> [TO DO]
Extract the part of the court opinion starting with "OPINION OF THE" and going on through "insufficient in law.", copying it word for word.

> [QUOTED PASSAGE]
OPINION OF THE COURT
Max Bloom, J.Petitioner, Subcontractors Trade Association, Inc. (STA), an association of subcontractors and other firms involved in the building construction trades, brings this article 78 against the Director of Construction of the City of New York and various city agencies to declare illegal and contrary to law, a provision contained in certain construction contracts upon which the city is seeking bids. Respondents cross-move to dismiss the proceeding upon the ground that the petition is insufficient in law.
It is needless here to recount the financial stress to which the city has been subject in recent years. By consequence, all construction save only the most urgent has been deferred. Similarly, it is unnecessary to do more than mention the depressed state of construction throughout the country.
The Congress, conscious of the need for action in order to stimulate the economy, enacted the Federal Public Works Employment Act of 1976. (US Code, tit 42, § 6701, et seq.) Under the terms of the act, the Secretary of Commerce was authorized to make grants to State and local governments for construction projects approved by him. Under the 1976 act, the secretary, acting through his Economic Development Agency (EDA), approved grants in excess of $100,000,000 to the city.

> [INFORMATION SUPPLIED]
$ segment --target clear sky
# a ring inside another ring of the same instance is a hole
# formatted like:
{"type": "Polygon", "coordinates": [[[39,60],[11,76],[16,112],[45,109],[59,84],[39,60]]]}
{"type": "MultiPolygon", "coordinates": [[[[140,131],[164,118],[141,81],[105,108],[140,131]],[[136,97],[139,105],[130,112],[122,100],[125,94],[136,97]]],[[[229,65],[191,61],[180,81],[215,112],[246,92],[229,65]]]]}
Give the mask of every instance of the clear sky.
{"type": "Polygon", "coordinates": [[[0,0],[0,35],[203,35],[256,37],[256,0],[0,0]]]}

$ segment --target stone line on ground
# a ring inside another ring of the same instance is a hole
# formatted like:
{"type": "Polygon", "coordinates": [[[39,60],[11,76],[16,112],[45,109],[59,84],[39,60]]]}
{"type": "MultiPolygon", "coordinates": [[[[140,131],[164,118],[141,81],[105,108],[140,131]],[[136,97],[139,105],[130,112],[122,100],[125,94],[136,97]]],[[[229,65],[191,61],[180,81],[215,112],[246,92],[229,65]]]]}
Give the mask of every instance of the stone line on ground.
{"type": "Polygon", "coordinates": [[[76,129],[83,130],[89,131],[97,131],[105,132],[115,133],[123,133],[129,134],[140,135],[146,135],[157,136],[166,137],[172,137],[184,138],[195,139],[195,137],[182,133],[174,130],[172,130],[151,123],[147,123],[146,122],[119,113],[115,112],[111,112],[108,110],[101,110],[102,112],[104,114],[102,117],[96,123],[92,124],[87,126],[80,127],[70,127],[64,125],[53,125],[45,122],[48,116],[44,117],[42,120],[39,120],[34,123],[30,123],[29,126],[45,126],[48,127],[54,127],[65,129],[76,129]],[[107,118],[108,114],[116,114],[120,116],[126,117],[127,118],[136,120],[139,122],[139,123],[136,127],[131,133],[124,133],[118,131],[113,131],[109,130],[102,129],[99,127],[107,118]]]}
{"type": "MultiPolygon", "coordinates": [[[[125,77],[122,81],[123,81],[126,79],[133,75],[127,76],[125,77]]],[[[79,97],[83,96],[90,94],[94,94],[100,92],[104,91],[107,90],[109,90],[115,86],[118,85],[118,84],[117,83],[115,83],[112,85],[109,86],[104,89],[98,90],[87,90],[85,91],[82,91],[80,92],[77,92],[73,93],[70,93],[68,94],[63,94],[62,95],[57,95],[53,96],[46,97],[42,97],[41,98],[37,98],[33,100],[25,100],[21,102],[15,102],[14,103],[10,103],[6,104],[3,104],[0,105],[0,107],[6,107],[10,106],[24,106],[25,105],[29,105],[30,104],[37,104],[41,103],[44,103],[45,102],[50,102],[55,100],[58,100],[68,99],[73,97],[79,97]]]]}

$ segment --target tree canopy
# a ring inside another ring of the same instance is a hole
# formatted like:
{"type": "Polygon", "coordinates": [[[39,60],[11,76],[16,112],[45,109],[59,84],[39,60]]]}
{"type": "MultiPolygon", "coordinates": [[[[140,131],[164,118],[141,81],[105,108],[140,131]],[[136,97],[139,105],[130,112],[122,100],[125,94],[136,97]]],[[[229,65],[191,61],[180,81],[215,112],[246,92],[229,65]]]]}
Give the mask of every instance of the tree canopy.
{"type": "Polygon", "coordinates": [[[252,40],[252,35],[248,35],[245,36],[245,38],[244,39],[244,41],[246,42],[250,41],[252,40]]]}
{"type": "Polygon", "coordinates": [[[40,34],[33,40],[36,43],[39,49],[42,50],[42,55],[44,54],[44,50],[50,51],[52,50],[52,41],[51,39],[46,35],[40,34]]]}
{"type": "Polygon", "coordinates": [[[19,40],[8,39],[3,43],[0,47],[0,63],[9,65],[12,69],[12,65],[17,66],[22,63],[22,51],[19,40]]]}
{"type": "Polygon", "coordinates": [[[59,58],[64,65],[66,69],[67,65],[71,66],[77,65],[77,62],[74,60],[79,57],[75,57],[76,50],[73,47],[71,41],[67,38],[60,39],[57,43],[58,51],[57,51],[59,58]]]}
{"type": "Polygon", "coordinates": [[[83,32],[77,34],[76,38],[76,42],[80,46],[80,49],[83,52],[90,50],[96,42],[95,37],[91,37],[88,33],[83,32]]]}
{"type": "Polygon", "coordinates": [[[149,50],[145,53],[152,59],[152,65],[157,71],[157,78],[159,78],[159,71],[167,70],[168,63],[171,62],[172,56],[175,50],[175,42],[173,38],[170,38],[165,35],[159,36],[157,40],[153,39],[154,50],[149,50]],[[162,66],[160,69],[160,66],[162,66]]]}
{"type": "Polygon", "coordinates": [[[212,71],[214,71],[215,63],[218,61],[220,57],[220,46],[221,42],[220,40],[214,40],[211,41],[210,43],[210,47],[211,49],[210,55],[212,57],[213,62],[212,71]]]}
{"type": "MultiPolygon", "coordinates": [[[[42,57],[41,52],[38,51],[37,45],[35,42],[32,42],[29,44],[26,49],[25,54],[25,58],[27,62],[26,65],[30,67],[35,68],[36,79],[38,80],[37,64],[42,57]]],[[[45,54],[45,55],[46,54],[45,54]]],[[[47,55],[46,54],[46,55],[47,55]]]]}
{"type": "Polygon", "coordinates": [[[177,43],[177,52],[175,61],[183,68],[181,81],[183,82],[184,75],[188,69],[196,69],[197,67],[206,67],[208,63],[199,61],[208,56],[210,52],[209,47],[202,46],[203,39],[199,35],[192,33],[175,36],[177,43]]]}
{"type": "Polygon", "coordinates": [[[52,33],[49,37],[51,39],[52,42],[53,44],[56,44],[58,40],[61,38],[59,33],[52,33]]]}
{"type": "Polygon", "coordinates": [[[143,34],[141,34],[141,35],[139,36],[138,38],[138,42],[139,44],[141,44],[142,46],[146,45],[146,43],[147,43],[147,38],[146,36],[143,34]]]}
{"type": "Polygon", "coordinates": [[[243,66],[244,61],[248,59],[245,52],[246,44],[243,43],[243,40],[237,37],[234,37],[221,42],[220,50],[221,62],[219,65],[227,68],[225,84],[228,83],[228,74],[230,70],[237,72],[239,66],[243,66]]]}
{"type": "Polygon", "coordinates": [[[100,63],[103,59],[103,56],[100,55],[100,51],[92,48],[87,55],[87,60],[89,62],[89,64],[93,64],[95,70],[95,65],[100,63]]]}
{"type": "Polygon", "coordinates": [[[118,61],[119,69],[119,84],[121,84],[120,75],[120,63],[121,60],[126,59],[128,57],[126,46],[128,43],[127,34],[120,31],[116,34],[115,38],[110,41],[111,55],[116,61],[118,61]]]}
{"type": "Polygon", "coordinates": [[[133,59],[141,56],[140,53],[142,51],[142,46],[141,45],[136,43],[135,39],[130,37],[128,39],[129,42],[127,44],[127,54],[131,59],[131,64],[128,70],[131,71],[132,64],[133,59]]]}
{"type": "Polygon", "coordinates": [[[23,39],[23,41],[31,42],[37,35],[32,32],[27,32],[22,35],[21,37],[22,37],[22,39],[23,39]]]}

> [OUTPUT BELOW]
OPINION OF THE COURT
Max Bloom, J.Petitioner, Subcontractors Trade Association, Inc. (STA), an association of subcontractors and other firms involved in the building construction trades, brings this article 78 against the Director of Construction of the City of New York and various city agencies to declare illegal and contrary to law, a provision contained in certain construction contracts upon which the city is seeking bids. Respondents cross-move to dismiss the proceeding upon the ground that the petition is insufficient in law.